She reached the milestone on two roll call votes related to the Iran nuclear deal.
Collins’ unblemished record track follows a path blazed by her mentor, the late Sen. Margaret Chase Smith, who never missed a roll call until she was sidelined by surgery after 2,941 votes.
“I’m not sure surgery, a tsunami, or the most wicked Maine nor’easter could stop the woman who occupies Margaret Chase Smith’s seat today,” Majority Leader Mitch McConnell said Thursday on the Senate floor.
While she’s the longest sitting senator to never have missed a vote, Republican Chuck Grassley of Iowa has a longer voting streak. He hasn’t missed a vote since 1993 and cast his 7,442th consecutive vote in August.
And Collins has quite a bit of work if she wants to knock former Sen. William Proxmire from the No. 1 spot. The Wisconsin Democrat cast 10,252 consecutive votes between 1966 and 1988.
“That’s a record,” Collins said, “that I think will endure the test of time.”
For Collins, keeping her streak alive hasn’t always been easy.
She once twisted her ankle while racing into the Senate before managing to vote just as the as the gavel was coming down. Another time, she was already at the airport and had to rush back to the Capitol when a last-minute vote was called.

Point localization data
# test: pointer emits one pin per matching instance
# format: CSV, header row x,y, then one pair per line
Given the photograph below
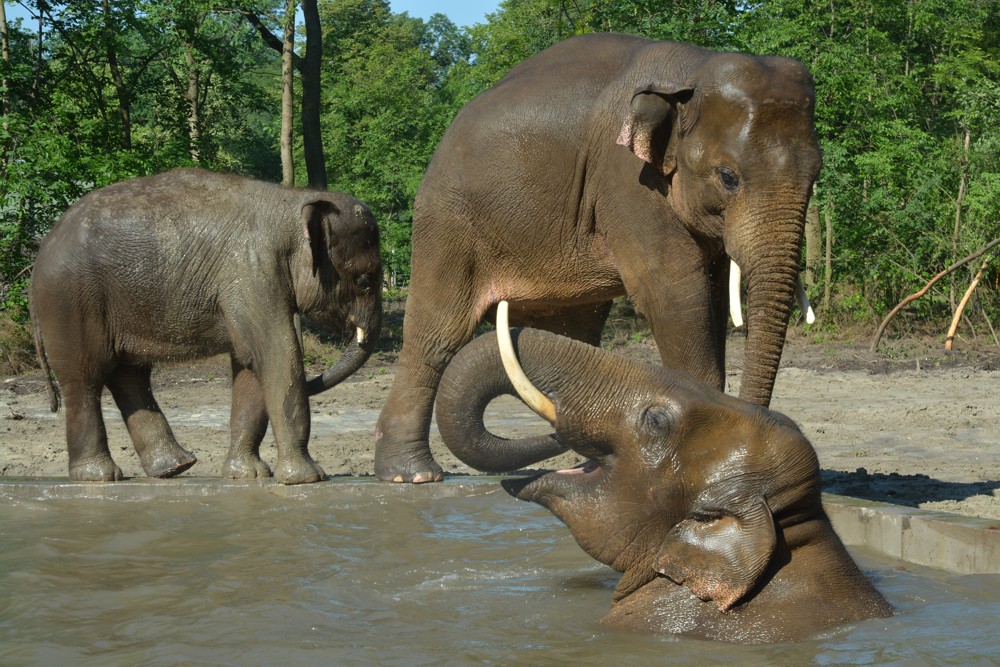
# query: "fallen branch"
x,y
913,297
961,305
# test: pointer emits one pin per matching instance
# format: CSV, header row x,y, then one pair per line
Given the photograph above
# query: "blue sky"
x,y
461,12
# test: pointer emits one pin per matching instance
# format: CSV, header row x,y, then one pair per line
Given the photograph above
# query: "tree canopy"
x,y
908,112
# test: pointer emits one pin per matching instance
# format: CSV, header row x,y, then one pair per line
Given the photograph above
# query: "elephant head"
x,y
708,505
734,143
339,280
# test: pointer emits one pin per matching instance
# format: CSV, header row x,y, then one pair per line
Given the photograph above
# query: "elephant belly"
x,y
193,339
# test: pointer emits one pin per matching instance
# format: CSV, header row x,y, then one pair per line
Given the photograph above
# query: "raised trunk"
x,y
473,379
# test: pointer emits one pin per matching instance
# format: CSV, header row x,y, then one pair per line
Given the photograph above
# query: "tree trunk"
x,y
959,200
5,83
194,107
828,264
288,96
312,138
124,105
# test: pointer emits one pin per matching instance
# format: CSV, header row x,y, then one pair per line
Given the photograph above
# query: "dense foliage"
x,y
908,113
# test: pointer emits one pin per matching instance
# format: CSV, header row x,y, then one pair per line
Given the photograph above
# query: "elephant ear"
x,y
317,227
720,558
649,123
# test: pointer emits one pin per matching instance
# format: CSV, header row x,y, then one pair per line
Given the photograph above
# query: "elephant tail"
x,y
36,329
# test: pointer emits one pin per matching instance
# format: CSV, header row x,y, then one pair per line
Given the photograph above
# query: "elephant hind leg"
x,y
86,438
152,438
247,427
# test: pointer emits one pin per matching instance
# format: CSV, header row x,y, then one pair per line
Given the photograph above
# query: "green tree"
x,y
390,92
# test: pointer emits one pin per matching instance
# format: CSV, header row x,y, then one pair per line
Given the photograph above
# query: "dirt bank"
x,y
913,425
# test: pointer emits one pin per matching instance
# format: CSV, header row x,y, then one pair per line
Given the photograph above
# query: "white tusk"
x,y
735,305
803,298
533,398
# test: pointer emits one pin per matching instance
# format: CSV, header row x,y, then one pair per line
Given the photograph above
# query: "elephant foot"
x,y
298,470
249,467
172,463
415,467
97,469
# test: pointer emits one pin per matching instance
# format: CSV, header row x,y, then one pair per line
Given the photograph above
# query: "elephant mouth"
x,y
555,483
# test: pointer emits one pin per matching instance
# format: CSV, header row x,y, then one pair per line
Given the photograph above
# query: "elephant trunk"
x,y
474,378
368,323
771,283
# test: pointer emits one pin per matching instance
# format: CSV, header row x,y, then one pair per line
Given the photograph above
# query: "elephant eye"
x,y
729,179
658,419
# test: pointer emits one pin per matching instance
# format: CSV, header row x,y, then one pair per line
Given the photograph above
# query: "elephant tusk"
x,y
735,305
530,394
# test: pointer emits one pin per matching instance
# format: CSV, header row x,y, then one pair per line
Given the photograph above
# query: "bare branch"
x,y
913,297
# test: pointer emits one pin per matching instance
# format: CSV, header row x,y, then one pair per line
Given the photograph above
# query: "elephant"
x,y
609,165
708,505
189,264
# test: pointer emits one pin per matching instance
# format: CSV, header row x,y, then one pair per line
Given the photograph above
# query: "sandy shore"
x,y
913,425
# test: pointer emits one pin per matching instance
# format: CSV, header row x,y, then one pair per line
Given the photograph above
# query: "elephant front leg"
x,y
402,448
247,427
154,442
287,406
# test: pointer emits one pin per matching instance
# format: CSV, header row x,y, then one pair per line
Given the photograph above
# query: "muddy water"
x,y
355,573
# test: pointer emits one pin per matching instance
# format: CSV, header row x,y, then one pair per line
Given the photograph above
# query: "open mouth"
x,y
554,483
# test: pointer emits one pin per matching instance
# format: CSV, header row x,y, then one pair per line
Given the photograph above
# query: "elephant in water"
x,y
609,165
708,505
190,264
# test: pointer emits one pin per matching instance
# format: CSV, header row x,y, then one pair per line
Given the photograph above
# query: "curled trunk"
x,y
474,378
--
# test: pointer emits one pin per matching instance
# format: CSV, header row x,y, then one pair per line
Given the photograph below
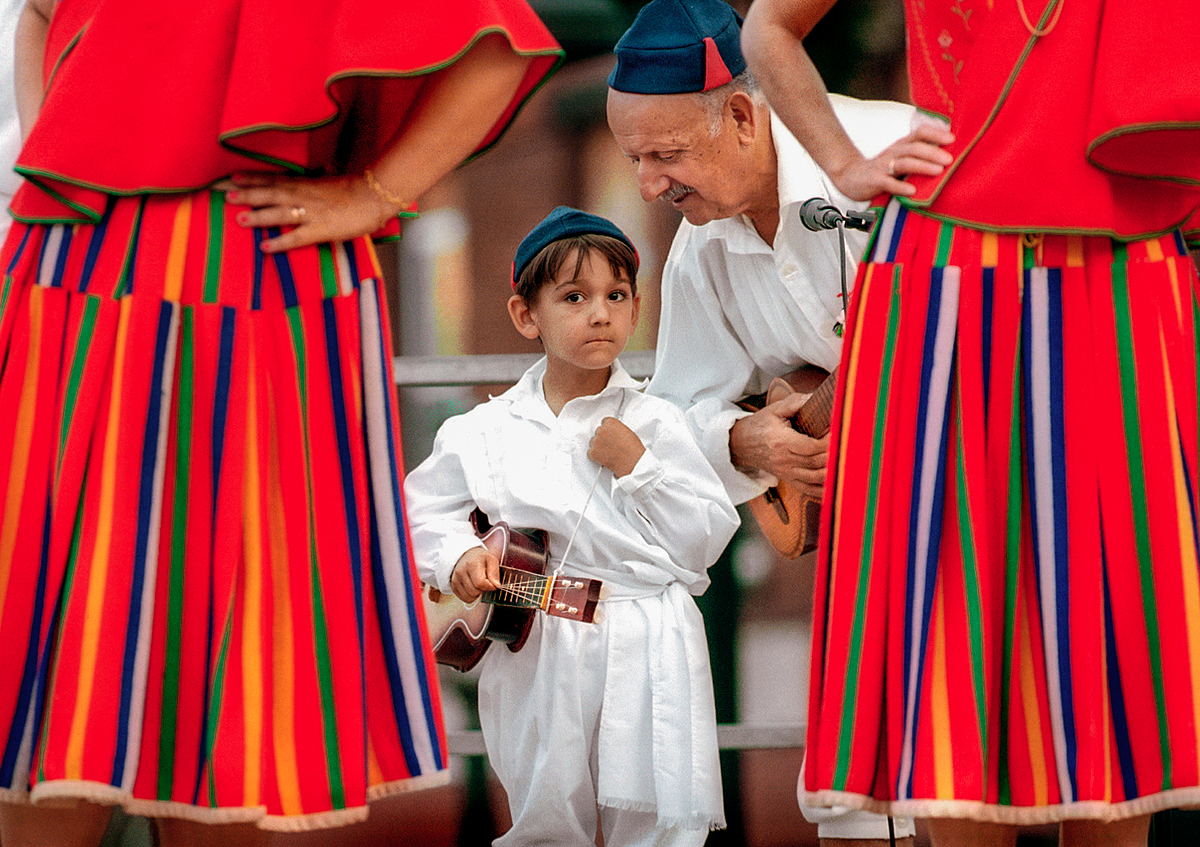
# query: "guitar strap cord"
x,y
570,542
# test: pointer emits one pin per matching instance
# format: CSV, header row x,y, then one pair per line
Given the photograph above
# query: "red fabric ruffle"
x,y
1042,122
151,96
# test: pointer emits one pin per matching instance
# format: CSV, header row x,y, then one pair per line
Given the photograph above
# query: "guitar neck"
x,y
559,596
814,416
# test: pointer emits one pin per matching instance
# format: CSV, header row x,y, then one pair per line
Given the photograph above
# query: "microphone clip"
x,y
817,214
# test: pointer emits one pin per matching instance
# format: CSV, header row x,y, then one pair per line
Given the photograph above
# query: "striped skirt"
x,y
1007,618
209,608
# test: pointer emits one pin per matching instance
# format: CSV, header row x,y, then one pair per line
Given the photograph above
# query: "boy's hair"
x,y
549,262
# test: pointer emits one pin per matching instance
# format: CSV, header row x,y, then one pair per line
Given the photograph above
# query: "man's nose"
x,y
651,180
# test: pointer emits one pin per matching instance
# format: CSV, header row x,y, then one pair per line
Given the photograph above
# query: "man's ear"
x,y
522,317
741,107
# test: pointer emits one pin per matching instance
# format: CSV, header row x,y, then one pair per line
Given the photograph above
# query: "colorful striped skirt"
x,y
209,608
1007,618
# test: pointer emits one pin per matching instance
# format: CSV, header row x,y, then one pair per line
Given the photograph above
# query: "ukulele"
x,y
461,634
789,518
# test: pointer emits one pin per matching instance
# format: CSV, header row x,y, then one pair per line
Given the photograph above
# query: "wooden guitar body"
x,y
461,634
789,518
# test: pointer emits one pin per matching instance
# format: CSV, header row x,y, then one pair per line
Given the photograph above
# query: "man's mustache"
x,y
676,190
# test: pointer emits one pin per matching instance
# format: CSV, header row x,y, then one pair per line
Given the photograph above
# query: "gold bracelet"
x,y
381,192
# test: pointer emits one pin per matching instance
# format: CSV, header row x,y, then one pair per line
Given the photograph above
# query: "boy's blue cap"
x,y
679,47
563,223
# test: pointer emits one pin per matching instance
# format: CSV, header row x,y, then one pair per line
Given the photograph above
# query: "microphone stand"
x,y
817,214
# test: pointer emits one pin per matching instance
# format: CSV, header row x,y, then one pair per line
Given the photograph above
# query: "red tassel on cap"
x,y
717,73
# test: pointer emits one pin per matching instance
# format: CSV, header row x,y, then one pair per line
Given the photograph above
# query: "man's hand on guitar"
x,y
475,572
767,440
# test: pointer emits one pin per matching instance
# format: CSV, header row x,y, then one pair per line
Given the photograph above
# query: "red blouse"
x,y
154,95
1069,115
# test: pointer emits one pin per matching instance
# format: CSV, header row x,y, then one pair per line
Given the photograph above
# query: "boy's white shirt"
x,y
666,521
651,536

*Required action*. In the article about Collins' voting streak, how many consecutive votes did William Proxmire cast, and over what years?

*Answer section*. He cast 10,252 consecutive votes between 1966 and 1988.